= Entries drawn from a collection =
====================
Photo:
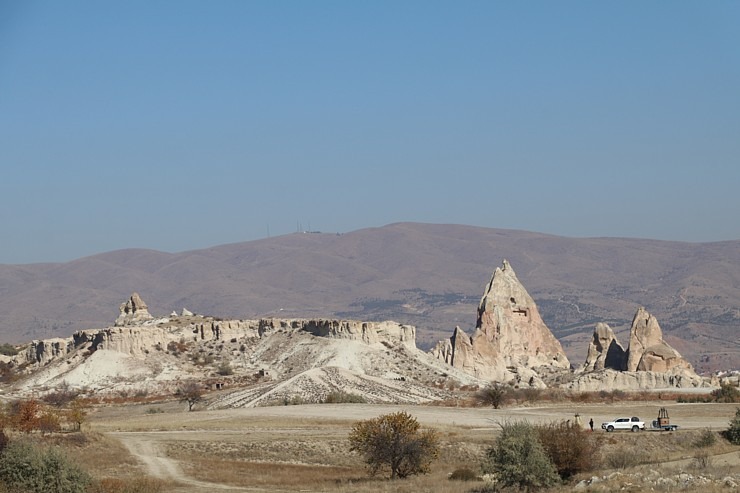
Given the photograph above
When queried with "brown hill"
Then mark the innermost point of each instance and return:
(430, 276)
====================
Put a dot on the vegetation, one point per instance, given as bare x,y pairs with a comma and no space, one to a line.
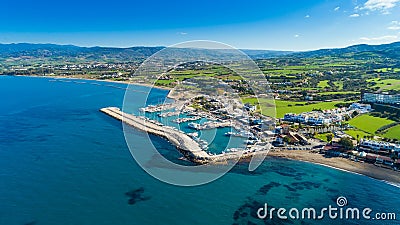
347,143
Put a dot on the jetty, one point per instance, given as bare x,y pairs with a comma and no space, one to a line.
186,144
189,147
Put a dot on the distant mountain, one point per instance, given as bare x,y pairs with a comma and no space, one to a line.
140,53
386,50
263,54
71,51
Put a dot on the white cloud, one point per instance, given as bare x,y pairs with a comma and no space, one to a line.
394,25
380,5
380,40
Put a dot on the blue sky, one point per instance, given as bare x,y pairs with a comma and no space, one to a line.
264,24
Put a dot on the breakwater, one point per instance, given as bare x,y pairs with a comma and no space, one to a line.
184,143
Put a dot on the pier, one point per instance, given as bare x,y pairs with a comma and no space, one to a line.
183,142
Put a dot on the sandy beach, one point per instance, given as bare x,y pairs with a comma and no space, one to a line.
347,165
====================
= Work required =
Report every line of the data above that contains the word "innermost", copying each such line in full.

= Full output =
Then mark the innermost point of each instance and return:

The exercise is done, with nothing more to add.